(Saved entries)
※

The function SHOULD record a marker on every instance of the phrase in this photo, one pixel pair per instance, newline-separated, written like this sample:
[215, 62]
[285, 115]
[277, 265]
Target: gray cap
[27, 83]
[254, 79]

※

* **Description of the task**
Output the entries exactly. Leave nothing out.

* **Exercise answer**
The function SHOULD record a marker on every instance of the phrase in this photo, one pixel pair per instance, newline-separated, written like this sample:
[215, 62]
[285, 115]
[277, 265]
Target: gray cap
[27, 83]
[254, 79]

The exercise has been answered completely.